Render every line of the items below as a Markdown table with two columns, "Row" and "Item line," giving each line its own numbered row and leaving out blank lines.

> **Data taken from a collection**
════

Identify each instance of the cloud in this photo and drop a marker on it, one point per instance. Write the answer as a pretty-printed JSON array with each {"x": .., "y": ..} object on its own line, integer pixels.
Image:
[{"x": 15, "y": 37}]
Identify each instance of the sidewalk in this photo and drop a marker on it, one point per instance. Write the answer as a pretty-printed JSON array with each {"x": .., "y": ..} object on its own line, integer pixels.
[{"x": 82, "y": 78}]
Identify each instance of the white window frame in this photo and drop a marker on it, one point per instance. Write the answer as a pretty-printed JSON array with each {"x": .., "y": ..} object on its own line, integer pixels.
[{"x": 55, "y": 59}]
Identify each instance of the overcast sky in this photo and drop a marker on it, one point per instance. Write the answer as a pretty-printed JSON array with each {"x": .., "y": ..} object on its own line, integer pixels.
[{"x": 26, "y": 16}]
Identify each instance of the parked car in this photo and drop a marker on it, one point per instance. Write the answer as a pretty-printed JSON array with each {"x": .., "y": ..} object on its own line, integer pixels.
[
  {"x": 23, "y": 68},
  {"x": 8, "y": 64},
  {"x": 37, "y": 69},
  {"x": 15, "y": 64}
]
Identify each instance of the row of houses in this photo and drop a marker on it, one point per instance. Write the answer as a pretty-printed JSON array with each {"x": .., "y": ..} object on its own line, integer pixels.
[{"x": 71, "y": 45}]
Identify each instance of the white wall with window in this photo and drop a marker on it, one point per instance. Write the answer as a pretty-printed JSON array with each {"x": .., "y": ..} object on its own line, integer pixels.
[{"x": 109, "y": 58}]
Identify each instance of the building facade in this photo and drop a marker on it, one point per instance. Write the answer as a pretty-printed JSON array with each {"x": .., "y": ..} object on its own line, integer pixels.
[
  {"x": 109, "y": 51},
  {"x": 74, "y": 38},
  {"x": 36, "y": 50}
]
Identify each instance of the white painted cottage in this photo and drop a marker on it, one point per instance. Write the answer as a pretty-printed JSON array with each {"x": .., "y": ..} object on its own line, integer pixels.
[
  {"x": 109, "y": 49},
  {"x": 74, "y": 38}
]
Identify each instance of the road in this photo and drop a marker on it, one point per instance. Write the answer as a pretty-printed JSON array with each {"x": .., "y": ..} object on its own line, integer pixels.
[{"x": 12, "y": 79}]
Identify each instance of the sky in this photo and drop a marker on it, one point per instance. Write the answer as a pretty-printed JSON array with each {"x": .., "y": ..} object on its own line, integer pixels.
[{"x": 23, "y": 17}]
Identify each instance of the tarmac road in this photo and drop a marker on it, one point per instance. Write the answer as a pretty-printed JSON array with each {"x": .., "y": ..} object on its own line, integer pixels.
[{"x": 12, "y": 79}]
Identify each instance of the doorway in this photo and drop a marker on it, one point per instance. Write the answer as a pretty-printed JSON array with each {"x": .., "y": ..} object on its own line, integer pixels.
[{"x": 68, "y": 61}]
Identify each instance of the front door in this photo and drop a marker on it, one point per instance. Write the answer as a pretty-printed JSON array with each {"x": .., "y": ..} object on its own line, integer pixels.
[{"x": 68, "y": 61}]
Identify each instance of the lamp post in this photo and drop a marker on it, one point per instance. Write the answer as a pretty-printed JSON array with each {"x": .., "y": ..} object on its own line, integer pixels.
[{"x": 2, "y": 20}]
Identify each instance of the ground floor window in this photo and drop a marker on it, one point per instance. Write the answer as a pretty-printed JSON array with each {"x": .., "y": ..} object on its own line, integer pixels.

════

> **THE ANSWER**
| Row | Item line |
|---|---|
| 1 | Identify each instance of the cloud in this photo and drop a marker on it, one point per instance. Write the answer as a pretty-printed JSON array with each {"x": .., "y": ..} object on its own line, integer pixels. |
| 2 | Image: |
| 3 | [{"x": 15, "y": 37}] |
| 4 | Identify each instance of the sidewalk in this photo and drop a marker on it, one point per instance. Write the answer as a pretty-printed JSON array with each {"x": .., "y": ..} object on its own line, integer pixels. |
| 5 | [{"x": 82, "y": 78}] |
| 6 | Identify each instance of the white window frame in this photo and drop a marker on it, one point per instance. Write the answer as a pretty-printed JSON array with each {"x": .., "y": ..} object on its own line, integer pixels. |
| 7 | [{"x": 55, "y": 59}] |
| 8 | Identify each instance of the overcast sky in this photo and drop a marker on it, one point per instance. Write the answer as a pretty-printed JSON array with each {"x": .., "y": ..} object on its own line, integer pixels. |
| 9 | [{"x": 26, "y": 16}] |
| 10 | Identify each instance of the parked car in this photo and drop a marker on it, one point per instance. Write the answer as a pretty-printed JSON array with each {"x": .., "y": ..} object on its own line, integer pixels. |
| 11 | [ |
| 12 |   {"x": 23, "y": 68}, |
| 13 |   {"x": 8, "y": 64}, |
| 14 |   {"x": 37, "y": 69}, |
| 15 |   {"x": 15, "y": 64} |
| 16 | ] |
| 17 | Identify each instance of the row of houses in this photo and drop a marker on it, one point per instance. Write the answer as a pretty-printed JSON array with each {"x": .., "y": ..} object on its own line, integer pixels. |
| 18 | [{"x": 71, "y": 45}] |
| 19 | Identify each instance of the white wall with window in this photo and drop a marker on it, one point per instance. Write the answer as a pretty-printed JSON array with each {"x": .., "y": ..} object on its own line, integer pixels. |
| 20 | [{"x": 109, "y": 58}] |
| 21 | Identify each instance of the building facade in this photo and drop a marker on it, one point per instance. Write the answer as a pretty-printed JSON array with each {"x": .., "y": ..} object on its own line, integer pixels. |
| 22 | [ |
| 23 |   {"x": 109, "y": 51}, |
| 24 |   {"x": 74, "y": 38}, |
| 25 |   {"x": 36, "y": 50} |
| 26 | ] |
| 27 | Identify each instance of the white painted cottage in this photo and drop a marker on it, one point per instance. Write the answer as a pretty-printed JSON array with each {"x": .., "y": ..} object on its own line, integer pixels. |
| 28 | [ |
| 29 |   {"x": 109, "y": 49}, |
| 30 |   {"x": 74, "y": 38} |
| 31 | ] |
| 32 | Identify each instance of the road in this photo and drop a marker on it, one point per instance. Write the answer as a pretty-printed JSON array with each {"x": .., "y": ..} object on its own line, integer pixels. |
| 33 | [{"x": 12, "y": 79}] |
| 34 | Identify each instance of the sky in this photo and drop a marker on it, one point per instance. Write the answer as a pretty-printed JSON array with each {"x": .., "y": ..} object on its own line, integer pixels. |
| 35 | [{"x": 23, "y": 17}] |
| 36 | Identify each instance of the tarmac road in this photo and drop a marker on it, one point per instance. Write the answer as a pretty-printed JSON array with each {"x": .., "y": ..} object on its own line, integer pixels. |
| 37 | [{"x": 12, "y": 79}] |
| 38 | Identify each instance of the doorway in this photo and drop a marker on it, one point per instance. Write the answer as a pretty-printed JSON array with each {"x": .., "y": ..} object on its own line, integer pixels. |
| 39 | [{"x": 68, "y": 61}] |
| 40 | Identify each instance of the front door in this photo and drop a marker on it, one point per instance. Write the answer as a pretty-printed JSON array with each {"x": .., "y": ..} object on its own line, integer pixels. |
| 41 | [{"x": 68, "y": 61}] |
| 42 | Identify each instance of the lamp post in this photo and drop a marker on it, one point per instance. Write the answer as a pretty-printed JSON array with each {"x": .., "y": ..} object on its own line, integer pixels. |
| 43 | [{"x": 2, "y": 20}] |
| 44 | Identify each instance of the ground floor window in this photo and drop a marker on it, one point per instance. Write the answer as a pretty-printed JSON array with each {"x": .., "y": ..} object on its own line, integer pixels. |